▸ **ЗАДАНИЕ A**
Пожалуйста, умножьте на 0,4 все координаты точек в ответах строк данных ниже и округлите их до целых, половины в большую сторону. Выведите заново только отрезок от строки с «target | man's beard» до строки с «[(986, 410)]» включительно, целиком и вместе с запросами.
____________________
Уже после первой репетиции, когда я спросил его, как это всё было, он при всех, кто был в театре – при артистическом директоре, при окружении, что всегда сопровождает маэстро, – сказал мне очень тепло и по-доброму: «Очень хорошо, молодец!» Он обнял меня и добавил: «Вы русские – с настоящим стержнем, вы не просто поете, а делаете музыку, вы берете не только техникой, но и сердцем!.. Ты же ведь знаешь Ильдара Абдразакова?» – «Конечно, знаю!» – говорю ему. «Так вот, – продолжал маэстро, – я с ним делал много опер, когда он начинал свою карьеру, и по манере исполнения, по отдаче в пении ты мне очень напоминаешь его. У тебя всё будет хорошо!» Естественно, после таких слов любой будет на седьмом небе: услышать это от самогó Мути поистине дорогого стоило!
____________________
▸ **ЗАДАНИЕ B**
Обновите в тексте о репетиции отрезок от слов «Уже после первой» до слов «поистине дорогого стоило!», заменив «на седьмом небе» на «на вершине счастья», и приведите этот отрезок заново.

▸ **ВХОДНЫЕ ДАННЫЕ**
____________________
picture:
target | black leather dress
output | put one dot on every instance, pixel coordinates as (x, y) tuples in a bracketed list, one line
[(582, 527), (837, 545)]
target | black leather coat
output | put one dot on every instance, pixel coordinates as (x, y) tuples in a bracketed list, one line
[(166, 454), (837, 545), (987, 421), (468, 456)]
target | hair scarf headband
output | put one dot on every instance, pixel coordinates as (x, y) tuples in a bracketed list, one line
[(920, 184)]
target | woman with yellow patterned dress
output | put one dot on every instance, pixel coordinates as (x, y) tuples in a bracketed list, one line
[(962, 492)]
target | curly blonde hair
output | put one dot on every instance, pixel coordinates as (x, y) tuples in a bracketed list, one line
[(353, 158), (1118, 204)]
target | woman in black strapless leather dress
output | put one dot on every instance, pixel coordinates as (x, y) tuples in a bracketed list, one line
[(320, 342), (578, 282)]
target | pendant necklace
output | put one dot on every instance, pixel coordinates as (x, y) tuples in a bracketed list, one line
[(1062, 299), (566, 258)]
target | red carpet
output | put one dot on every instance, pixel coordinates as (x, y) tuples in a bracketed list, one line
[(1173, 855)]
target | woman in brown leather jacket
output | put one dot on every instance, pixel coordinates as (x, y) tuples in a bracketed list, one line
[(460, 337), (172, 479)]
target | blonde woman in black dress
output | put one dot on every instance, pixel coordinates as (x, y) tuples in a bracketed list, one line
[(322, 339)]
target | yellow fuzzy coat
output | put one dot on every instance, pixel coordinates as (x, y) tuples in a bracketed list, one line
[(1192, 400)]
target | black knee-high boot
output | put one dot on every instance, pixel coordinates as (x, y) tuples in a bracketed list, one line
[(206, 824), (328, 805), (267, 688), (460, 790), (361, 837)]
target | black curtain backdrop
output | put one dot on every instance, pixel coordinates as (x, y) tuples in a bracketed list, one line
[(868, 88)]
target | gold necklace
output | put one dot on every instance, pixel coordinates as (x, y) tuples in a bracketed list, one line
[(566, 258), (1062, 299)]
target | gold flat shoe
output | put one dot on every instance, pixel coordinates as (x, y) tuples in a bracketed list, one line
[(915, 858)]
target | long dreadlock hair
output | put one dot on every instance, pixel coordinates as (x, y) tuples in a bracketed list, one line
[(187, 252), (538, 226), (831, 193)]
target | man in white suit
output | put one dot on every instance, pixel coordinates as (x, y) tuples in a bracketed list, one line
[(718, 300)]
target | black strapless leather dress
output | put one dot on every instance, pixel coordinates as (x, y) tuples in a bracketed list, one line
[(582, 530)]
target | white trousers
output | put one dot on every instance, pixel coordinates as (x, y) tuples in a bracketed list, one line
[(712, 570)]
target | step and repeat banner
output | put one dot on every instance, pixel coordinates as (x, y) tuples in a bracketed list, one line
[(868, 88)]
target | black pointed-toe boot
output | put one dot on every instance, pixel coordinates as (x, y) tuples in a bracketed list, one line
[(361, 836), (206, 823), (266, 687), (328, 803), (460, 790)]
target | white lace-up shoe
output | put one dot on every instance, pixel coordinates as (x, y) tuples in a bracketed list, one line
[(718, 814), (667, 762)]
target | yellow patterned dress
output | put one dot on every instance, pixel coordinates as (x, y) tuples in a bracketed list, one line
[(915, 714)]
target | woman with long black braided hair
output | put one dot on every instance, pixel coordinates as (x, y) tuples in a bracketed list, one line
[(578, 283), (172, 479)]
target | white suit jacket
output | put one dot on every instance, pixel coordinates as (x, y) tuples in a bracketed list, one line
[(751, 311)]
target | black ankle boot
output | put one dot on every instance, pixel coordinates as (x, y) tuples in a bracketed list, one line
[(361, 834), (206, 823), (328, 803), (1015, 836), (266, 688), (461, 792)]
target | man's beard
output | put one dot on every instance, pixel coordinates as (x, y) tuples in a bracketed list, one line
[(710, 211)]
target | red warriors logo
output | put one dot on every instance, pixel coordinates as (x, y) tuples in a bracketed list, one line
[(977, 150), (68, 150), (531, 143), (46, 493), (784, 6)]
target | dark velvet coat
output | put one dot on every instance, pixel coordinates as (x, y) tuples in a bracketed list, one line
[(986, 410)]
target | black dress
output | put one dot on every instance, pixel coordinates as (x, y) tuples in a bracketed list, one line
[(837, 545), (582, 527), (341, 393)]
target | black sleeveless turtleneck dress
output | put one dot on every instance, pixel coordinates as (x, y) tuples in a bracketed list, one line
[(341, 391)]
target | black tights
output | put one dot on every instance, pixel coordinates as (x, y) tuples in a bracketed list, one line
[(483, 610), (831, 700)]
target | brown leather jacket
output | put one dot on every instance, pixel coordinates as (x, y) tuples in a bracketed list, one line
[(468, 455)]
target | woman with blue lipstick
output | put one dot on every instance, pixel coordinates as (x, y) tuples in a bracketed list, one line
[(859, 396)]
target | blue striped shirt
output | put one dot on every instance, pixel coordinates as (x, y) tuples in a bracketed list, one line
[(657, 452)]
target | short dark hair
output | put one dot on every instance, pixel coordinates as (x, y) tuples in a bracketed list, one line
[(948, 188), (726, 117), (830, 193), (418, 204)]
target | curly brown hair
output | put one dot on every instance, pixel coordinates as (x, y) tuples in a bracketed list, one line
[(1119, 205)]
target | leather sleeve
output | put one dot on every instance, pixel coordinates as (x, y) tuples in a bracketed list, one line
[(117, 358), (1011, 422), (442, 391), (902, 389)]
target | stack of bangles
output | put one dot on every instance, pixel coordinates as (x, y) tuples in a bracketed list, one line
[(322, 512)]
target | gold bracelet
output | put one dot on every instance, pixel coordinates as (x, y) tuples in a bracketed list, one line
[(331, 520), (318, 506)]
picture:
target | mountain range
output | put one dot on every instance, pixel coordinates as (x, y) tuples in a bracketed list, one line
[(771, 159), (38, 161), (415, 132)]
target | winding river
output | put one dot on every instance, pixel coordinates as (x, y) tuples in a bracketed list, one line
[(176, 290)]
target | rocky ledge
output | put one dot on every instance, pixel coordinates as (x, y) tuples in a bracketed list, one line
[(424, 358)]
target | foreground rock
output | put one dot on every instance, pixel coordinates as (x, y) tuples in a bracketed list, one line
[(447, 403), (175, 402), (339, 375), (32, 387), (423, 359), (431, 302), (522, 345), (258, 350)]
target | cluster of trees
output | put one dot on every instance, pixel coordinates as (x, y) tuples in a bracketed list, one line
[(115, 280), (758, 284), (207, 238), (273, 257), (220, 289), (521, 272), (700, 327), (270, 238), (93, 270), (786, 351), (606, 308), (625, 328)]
____________________
▸ **ОТВЕТ НА ЗАДАНИЕ A**
target | man's beard
output | put one dot on every instance, pixel coordinates as (x, y) tuples in a bracketed list, one line
[(284, 84)]
target | red warriors logo
output | put one dot on every instance, pixel coordinates as (x, y) tuples in a bracketed list, one line
[(391, 60), (27, 60), (212, 57), (18, 197), (314, 2)]
target | dark velvet coat
output | put one dot on every instance, pixel coordinates as (x, y) tuples in a bracketed list, one line
[(394, 164)]

▸ **ОТВЕТ НА ЗАДАНИЕ B**
Уже после первой репетиции, когда я спросил его, как это всё было, он при всех, кто был в театре – при артистическом директоре, при окружении, что всегда сопровождает маэстро, – сказал мне очень тепло и по-доброму: «Очень хорошо, молодец!» Он обнял меня и добавил: «Вы русские – с настоящим стержнем, вы не просто поете, а делаете музыку, вы берете не только техникой, но и сердцем!.. Ты же ведь знаешь Ильдара Абдразакова?» – «Конечно, знаю!» – говорю ему. «Так вот, – продолжал маэстро, – я с ним делал много опер, когда он начинал свою карьеру, и по манере исполнения, по отдаче в пении ты мне очень напоминаешь его. У тебя всё будет хорошо!» Естественно, после таких слов любой будет на вершине счастья: услышать это от самогó Мути поистине дорогого стоило!